_Set task_: Pick out each line in the rows below that contains the word "blue", and copy those lines. Matches must have the same capitalization.

^^^^^^^^^^^^^^^^

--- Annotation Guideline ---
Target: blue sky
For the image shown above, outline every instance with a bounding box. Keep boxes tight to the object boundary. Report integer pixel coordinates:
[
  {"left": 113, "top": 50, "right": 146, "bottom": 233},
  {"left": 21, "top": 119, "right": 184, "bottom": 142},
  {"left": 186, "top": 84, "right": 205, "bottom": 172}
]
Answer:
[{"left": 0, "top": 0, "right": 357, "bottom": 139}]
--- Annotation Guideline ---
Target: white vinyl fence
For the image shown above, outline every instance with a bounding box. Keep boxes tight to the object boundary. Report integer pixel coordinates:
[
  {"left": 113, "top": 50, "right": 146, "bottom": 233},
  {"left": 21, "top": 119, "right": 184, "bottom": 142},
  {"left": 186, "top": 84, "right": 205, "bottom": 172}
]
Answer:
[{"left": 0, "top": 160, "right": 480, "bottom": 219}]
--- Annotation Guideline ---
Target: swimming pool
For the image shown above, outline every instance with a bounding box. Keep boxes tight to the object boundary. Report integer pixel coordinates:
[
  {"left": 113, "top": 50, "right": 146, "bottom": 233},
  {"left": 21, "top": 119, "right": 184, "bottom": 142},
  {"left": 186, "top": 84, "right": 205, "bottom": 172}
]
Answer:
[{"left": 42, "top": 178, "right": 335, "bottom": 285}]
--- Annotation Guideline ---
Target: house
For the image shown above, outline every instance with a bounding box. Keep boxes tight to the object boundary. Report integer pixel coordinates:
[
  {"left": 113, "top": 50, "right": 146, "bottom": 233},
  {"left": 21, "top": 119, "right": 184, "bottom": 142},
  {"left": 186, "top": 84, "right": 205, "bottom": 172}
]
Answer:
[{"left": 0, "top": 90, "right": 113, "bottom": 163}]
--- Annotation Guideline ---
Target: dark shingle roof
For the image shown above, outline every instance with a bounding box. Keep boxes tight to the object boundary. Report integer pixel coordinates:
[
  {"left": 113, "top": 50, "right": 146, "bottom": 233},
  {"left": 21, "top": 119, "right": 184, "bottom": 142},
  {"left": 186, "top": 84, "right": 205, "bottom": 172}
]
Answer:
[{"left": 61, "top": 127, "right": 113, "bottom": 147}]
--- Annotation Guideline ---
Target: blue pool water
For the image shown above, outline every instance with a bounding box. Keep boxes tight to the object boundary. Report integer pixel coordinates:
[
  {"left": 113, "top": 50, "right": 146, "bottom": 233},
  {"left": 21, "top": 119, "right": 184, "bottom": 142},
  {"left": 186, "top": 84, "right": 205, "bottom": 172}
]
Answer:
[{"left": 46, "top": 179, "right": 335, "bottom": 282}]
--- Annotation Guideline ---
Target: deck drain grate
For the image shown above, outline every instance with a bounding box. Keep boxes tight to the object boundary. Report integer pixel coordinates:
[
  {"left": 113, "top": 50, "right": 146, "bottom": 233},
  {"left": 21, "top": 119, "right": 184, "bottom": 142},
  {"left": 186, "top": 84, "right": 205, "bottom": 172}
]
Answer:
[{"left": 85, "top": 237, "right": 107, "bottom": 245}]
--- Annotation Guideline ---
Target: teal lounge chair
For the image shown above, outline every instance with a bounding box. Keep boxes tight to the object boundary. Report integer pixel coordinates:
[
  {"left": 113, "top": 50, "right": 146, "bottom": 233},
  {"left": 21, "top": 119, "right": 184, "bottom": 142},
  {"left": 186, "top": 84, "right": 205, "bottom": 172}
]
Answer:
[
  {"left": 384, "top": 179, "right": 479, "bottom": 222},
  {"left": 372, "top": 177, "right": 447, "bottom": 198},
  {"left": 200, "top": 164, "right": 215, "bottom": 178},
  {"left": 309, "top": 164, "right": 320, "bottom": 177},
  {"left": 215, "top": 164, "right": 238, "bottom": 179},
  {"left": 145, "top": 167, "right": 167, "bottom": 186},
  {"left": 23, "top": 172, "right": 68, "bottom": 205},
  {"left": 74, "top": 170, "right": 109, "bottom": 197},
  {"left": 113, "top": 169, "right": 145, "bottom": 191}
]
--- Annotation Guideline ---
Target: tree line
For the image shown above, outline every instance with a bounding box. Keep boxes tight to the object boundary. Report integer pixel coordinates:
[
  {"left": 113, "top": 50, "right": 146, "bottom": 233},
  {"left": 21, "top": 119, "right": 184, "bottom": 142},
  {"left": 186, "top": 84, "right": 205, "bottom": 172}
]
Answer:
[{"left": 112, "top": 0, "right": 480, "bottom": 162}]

^^^^^^^^^^^^^^^^

_Answer to the problem_:
Target: blue sky
Target: blue pool water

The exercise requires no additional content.